● **EXCERPTED TEXT**
They will also be looking to make history by winning horse racing’s Triple Crown—the Kentucky Derby, Preakness and Belmont—something that only 11 horses have ever achieved. The last Triple Crown winner was Affirmed in 1978.

Among the ones who have helped the horse make history, if it does win the race, will be two brothers and jockeys, Alberto and Willie Delgado.

The brothers, 49-year-old Alberto and 46 years old Willie, are the sons of a Puerto Rican jockey who came to the U.S. and plied his trade mostly in New England, and they both grew up to love horses and to ride them professionally.

Of the two, Alberto has been the more successful rider, forging a pretty good career, first in Maryland then in Del Mar, Calif., near San Diego.

With more than 2,800 race wins to his credit, Alberto’s closest brush with a Triple Crown event victory was in 1995, when he rode Oliver’s Twist to a second-place finish at the Preakness.

Willie, as The New York Times’ Joe Drape put it, "ate himself out of a career." Which is the sort of comment that might drive a jockey to drug abuse and eating disorders.

But it is true that in 45 races, Willie never once rode a horse to victory.

For a few years, he got a few thoroughbreds to train, but he wasn’t much better at that, winning only 6 times out of 116 attempts.

Last summer, Willie followed his brother to Southern California, where he begged, borrowed, and talked his way into being an exercise rider—the guy who rides a racehorse during morning training sessions.

Exercise riders are generally heavier, so that the horse feels extra light during a race, and get to spend more time riding individual horses than they get to ride big-name jockeys, who normally chopper in a few days before a big stakes race or a few minutes before the fifth race at whatever track the jocks happen to be working that day.

Exercise riders get the big money, as much $700 a week if they’re successful. And lucky.

Alberto happened to be aboard California Chrome during the (then) 2-year-old’s racing debut in April of last year. He finished second.

In May, Alberto rode the horse to victory in his second race. As Alberto slipped off the saddle, he told the trainer Art Sherman, “This horse will win the Derby.”

The jockey told the Times, “I’ve been riding for 31 years, and I never felt that before. It was weird.”

After Willie joined Alberto in California, the older brother talked Sherman into taking on the younger one as an exercise rider.

That fall, however, as California Chrome was getting entered into bigger and bigger races, Alberto experienced a couple of missteps with him while in the saddle that led to finishes out of the money.

● **CHECK YOUR UNDERSTANDING**
**A)** Answer these from the passage about the Delgado brothers:
(i) Which horse was the last Triple Crown winner, and in what year?
(ii) In how many of his 45 races did Willie ride a horse to victory?
(iii) What did Alberto tell trainer Art Sherman after winning on the horse in May?
**B)** Continue the passage above about the Delgado brothers and California Chrome, starting after its final sentence.

● **GIVEN RECORDS**
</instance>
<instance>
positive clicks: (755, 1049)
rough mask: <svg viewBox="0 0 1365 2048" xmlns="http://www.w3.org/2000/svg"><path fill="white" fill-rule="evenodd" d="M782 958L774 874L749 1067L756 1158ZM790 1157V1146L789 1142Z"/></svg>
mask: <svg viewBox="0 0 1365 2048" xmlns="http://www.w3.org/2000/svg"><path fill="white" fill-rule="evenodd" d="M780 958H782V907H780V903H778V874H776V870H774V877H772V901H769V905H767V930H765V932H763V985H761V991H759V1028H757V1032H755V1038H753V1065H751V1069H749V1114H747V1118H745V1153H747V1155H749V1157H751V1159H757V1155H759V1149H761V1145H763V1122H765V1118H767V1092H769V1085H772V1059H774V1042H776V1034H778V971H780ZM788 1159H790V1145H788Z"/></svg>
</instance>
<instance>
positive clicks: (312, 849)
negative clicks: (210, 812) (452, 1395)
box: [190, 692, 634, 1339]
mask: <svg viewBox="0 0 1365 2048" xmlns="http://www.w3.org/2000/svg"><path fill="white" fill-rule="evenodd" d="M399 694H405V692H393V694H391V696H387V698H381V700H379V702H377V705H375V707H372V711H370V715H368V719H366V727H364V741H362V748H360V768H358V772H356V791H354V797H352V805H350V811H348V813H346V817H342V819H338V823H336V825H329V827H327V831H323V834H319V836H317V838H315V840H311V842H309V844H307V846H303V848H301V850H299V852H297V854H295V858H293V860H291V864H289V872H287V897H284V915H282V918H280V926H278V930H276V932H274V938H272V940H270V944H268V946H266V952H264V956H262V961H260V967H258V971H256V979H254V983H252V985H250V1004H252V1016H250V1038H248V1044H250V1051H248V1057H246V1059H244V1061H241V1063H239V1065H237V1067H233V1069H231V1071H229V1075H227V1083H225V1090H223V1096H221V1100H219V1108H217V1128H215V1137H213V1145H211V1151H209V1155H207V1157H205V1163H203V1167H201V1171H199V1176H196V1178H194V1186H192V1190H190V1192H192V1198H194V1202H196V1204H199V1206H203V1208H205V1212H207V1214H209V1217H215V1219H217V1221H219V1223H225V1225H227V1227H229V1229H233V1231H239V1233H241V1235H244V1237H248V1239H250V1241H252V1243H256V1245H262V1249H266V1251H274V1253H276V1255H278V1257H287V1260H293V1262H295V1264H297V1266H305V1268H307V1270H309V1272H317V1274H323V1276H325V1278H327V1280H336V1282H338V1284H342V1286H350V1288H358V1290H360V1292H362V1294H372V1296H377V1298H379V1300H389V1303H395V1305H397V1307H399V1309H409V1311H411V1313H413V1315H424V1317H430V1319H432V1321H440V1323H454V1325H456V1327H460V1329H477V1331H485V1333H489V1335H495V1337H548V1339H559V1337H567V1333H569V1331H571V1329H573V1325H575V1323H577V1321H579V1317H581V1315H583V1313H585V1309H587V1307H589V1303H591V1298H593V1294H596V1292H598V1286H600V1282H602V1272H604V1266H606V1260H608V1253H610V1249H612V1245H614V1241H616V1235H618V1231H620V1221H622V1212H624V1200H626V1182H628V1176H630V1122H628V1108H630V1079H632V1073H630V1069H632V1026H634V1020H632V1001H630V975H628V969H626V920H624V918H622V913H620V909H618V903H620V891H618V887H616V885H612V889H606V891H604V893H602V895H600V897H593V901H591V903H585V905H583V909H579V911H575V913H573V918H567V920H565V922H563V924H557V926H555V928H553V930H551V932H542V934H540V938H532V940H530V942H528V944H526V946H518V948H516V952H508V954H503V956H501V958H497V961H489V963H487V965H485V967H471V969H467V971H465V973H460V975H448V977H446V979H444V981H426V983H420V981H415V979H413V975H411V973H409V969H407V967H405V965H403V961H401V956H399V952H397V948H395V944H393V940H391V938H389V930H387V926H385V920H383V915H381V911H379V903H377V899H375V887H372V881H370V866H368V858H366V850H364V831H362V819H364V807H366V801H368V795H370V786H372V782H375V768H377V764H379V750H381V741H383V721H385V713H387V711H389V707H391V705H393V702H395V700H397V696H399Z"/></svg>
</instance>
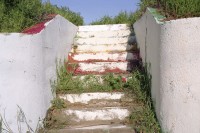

● **ANSWERS PROVIDED**
**A)**
(i) Affirmed, in 1978.
(ii) None. He never won once.
(iii) "This horse will win the Derby."

**B)**
Sherman decided to find another jockey. He knew where to look. The Mexican-born Victor Espinoza quickly agreed to ride Chrome.

“I've known Victor a long time,” Sherman told the Louisville Herald-Leader recently …”We needed to make a change at one time and I said, I’ve got the perfect jockey for this race. He fits him like a glove. He knows where to position the horse.”

Alberto was thrown off California Chrome, at least metaphorically, but Willie managed to hang on to the mount.

Shortly afterward, Alberto Delgado returned to Maryland, where he has raced more than 3,000 times in his life. He watched California Chrome win the Kentucky Derby at a friend’s house.

“I’d be lying to you if I said it didn’t bother me a little bit,” Alberto told the Herald-Leader, "But I've been riding for 30 years, I've been taken off good horses.”

After the horse won the Preakness, however, Alberto showed up at a party in his paddock. He shook hands with Sherman and Espinoza, congratulating them.

“Maybe it just wasn’t meant to be, and that’s what I’m going to go with,” Alberto told the Times. “I’m rooting for the horse.”

And he has to be happy for his brother, who in the weeks between the Preakness and Belmont has surely become the most famous exercise jockey in the world, giving interviews by the dozen, being asked to analyze and interpret for those of us who don’t speak horse everything from California Chrome’s mood to his muscle twitches.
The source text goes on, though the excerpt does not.